#### The problem:
Begin at the line that contains "Where can the turquoise sea" and reproduce it along with every line after it to the end of the listing; skip any pictures.

= = = = = = =

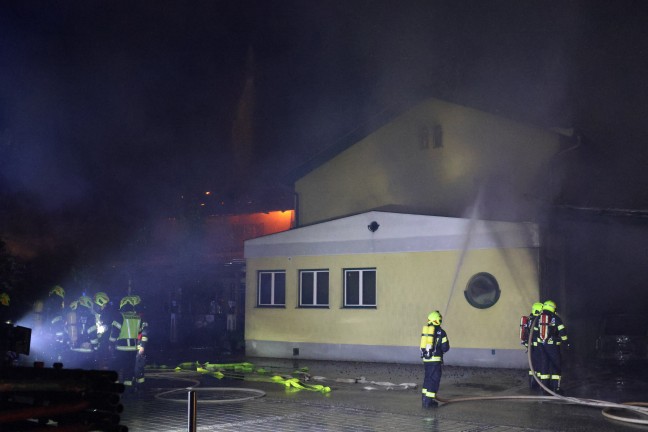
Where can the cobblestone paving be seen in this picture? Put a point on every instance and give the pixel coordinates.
(263, 414)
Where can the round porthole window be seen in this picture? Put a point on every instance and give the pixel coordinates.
(482, 290)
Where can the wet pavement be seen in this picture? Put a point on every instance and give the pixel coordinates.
(376, 397)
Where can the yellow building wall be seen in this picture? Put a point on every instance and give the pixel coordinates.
(481, 154)
(409, 286)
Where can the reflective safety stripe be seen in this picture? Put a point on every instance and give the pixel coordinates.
(427, 337)
(126, 348)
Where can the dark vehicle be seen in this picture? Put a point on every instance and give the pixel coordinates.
(623, 339)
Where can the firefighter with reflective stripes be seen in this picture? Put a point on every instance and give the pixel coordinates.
(434, 343)
(56, 317)
(527, 327)
(551, 335)
(80, 322)
(129, 337)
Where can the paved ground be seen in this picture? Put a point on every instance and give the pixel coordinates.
(383, 399)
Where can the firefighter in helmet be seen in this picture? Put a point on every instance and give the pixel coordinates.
(434, 343)
(526, 330)
(101, 332)
(129, 337)
(80, 321)
(56, 321)
(5, 301)
(551, 335)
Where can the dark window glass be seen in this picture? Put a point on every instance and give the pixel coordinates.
(307, 288)
(482, 290)
(272, 288)
(280, 289)
(360, 287)
(352, 288)
(369, 288)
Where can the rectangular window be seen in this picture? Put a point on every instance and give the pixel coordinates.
(360, 288)
(313, 288)
(272, 288)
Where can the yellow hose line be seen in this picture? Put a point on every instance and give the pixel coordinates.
(247, 371)
(635, 407)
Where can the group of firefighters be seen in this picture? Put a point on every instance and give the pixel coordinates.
(89, 332)
(542, 333)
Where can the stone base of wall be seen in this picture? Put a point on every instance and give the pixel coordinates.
(473, 357)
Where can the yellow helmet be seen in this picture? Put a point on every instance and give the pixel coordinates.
(549, 305)
(131, 300)
(85, 301)
(102, 299)
(58, 290)
(435, 318)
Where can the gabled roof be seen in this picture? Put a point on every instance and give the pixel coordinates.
(395, 233)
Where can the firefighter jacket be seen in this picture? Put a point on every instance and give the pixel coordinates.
(129, 334)
(434, 343)
(526, 327)
(550, 329)
(79, 324)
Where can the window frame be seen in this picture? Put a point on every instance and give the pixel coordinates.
(361, 304)
(273, 288)
(314, 273)
(491, 281)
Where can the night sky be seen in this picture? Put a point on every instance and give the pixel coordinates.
(114, 113)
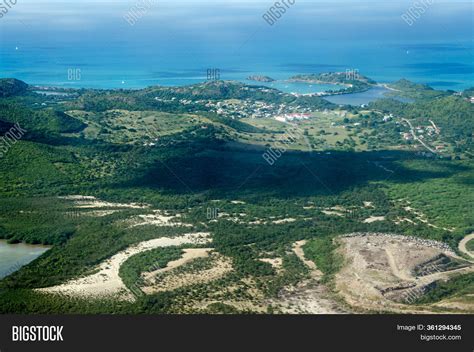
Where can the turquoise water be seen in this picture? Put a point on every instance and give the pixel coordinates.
(296, 87)
(14, 256)
(175, 43)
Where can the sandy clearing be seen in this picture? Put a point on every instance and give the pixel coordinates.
(463, 245)
(274, 262)
(220, 267)
(308, 296)
(105, 281)
(374, 219)
(189, 254)
(330, 212)
(89, 202)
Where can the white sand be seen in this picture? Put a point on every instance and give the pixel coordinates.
(105, 281)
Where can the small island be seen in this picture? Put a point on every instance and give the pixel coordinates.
(259, 78)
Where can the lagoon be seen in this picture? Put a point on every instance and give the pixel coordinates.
(14, 256)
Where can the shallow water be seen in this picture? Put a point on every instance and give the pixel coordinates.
(363, 98)
(14, 256)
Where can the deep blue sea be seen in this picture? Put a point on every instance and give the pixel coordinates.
(176, 43)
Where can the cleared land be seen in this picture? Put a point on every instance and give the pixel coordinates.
(105, 280)
(388, 272)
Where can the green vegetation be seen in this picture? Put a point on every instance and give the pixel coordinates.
(152, 260)
(470, 246)
(323, 252)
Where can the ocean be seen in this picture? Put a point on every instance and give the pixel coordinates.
(90, 44)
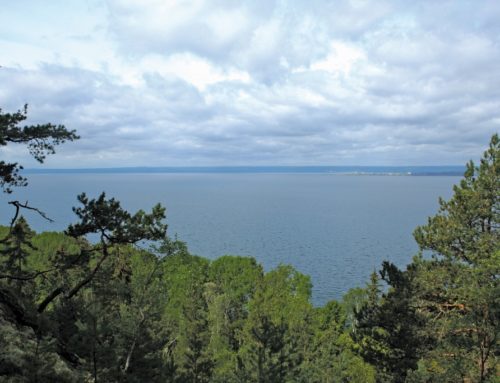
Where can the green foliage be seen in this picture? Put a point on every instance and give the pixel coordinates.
(76, 311)
(41, 141)
(458, 287)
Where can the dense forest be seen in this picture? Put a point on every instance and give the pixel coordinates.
(114, 299)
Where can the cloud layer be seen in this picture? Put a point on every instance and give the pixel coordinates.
(166, 83)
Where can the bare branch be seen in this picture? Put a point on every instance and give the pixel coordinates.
(18, 205)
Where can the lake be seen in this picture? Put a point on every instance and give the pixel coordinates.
(335, 228)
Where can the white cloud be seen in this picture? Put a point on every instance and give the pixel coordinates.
(264, 82)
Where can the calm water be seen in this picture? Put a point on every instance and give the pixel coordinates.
(335, 228)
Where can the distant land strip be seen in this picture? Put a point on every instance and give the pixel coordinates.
(334, 170)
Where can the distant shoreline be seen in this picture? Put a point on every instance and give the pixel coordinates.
(332, 170)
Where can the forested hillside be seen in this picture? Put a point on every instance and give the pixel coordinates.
(114, 299)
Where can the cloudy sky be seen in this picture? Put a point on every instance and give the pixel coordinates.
(262, 82)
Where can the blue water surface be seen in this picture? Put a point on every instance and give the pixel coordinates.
(336, 228)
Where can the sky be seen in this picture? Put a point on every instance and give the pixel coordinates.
(262, 82)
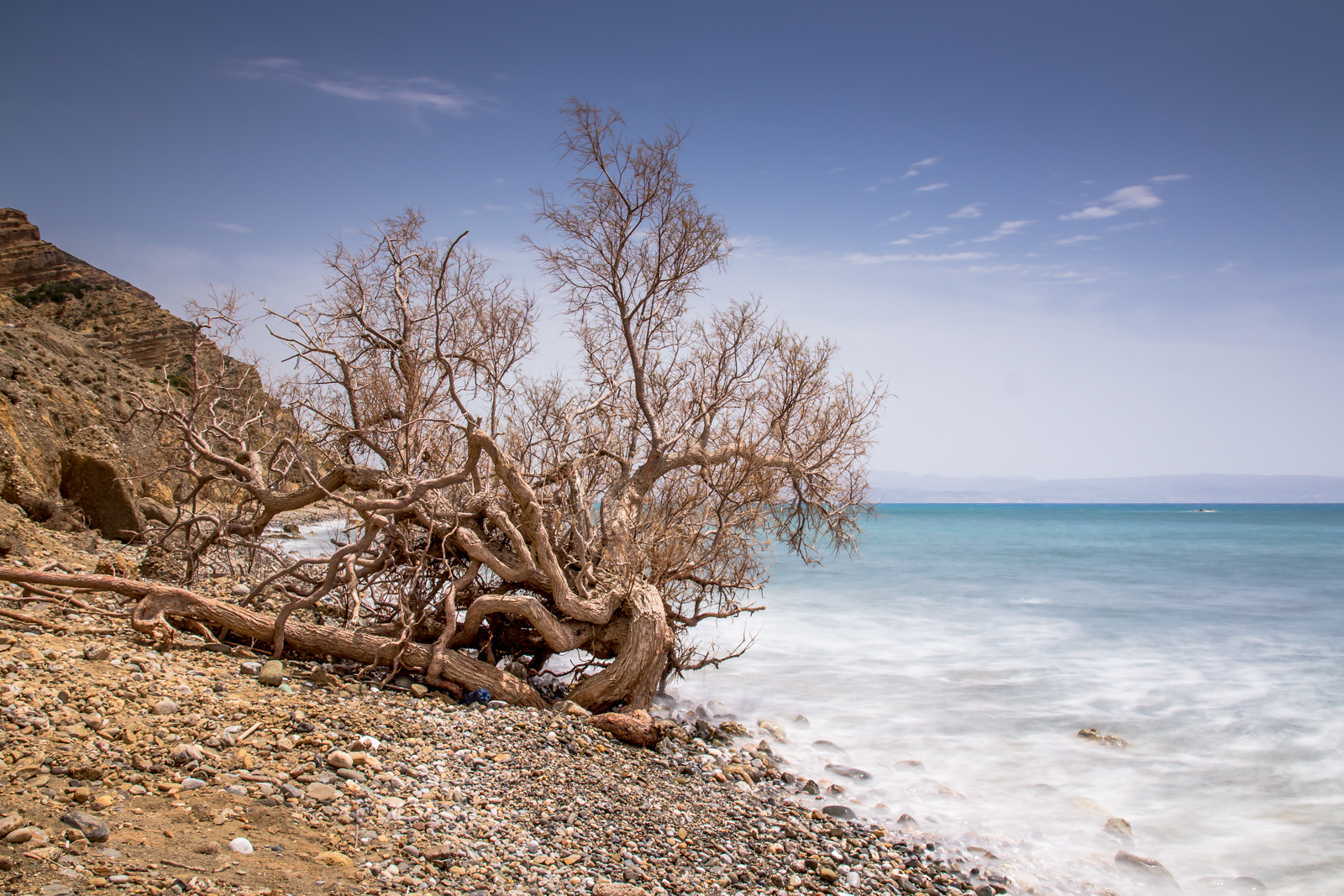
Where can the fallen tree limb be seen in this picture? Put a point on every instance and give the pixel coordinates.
(158, 604)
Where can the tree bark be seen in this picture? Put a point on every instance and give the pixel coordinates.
(159, 602)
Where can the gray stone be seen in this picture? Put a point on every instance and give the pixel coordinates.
(839, 812)
(94, 829)
(270, 673)
(322, 793)
(846, 772)
(1148, 869)
(1120, 829)
(1105, 741)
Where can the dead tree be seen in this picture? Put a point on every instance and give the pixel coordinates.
(602, 512)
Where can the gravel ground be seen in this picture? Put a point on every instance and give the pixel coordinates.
(171, 762)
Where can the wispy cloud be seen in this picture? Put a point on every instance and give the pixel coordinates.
(420, 94)
(968, 211)
(864, 258)
(1005, 228)
(914, 168)
(925, 234)
(1124, 199)
(223, 224)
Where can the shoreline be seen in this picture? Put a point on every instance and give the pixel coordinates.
(378, 792)
(159, 761)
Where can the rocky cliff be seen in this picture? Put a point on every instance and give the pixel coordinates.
(74, 343)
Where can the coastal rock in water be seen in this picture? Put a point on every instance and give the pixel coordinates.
(846, 772)
(1230, 886)
(1105, 741)
(839, 812)
(635, 728)
(1148, 869)
(1120, 829)
(826, 746)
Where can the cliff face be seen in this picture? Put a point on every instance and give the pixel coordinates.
(74, 343)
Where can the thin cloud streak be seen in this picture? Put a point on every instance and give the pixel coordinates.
(1121, 201)
(864, 258)
(1005, 228)
(423, 93)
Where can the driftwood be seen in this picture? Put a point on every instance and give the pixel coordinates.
(604, 512)
(159, 605)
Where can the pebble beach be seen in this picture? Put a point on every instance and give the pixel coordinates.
(128, 768)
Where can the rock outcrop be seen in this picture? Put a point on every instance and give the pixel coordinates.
(74, 343)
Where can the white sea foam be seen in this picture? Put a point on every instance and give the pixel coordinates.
(978, 641)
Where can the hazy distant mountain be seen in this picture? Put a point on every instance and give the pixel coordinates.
(905, 488)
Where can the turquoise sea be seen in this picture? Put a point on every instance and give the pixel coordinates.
(978, 640)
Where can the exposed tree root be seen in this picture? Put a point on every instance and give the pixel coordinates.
(161, 609)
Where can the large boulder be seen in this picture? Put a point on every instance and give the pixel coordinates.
(93, 474)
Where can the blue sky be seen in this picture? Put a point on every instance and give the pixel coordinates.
(1081, 239)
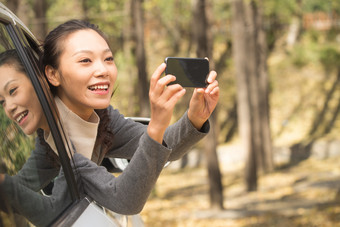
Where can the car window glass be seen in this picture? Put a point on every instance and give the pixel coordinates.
(32, 169)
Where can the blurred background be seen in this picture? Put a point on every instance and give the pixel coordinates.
(272, 156)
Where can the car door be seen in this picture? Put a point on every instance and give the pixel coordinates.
(22, 203)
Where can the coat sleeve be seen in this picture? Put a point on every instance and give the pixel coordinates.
(40, 168)
(38, 209)
(179, 137)
(127, 193)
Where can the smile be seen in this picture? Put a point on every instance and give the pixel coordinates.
(99, 87)
(21, 116)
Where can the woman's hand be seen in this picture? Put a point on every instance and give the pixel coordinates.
(204, 101)
(162, 102)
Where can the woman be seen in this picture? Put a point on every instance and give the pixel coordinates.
(76, 53)
(79, 65)
(21, 104)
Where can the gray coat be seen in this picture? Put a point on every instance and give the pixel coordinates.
(119, 138)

= = = = = = =

#### Exercise solution:
Where can the turquoise sea be seen in this picture? Put a point on every instance and give the pixel coordinates.
(978, 640)
Where can the exposed tree root be seen in this picture? Put a point on every instance and give the pixel coordinates.
(161, 609)
Where can the large boulder be seen in this picture? Put a point on every instance and give the pixel coordinates.
(93, 474)
Where can the blue sky be seen in this picture? Put a point on every instance and give the pixel coordinates.
(1081, 239)
Where can the car window glass be seen in this picture? Put a point on every instance and give the pixel coordinates.
(32, 169)
Where can the blurred background be seen in this picture? Put a point on every instance and give the pixel coordinates.
(272, 156)
Where can the car door be seen in this picture? Put a point on every instance and give the pixel coordinates.
(22, 203)
Where can the coat sleeve be seen in this picture? Put a point on every instance and give the pixel coordinates.
(40, 168)
(38, 209)
(179, 137)
(127, 193)
Where can the smile be seen in this picture? Put a point on every instance and give the pixel coordinates.
(99, 87)
(21, 116)
Where can the woman's hand be seen in this picture? Put a point on every instance and give the pixel coordinates.
(204, 101)
(162, 102)
Where can the woman be seen in this picture? Put a point on every instance and give the pixel coordinates.
(76, 53)
(79, 65)
(21, 104)
Where can the gray coat be seen in this picture? Put a point on every instance and give the pixel coordinates.
(119, 138)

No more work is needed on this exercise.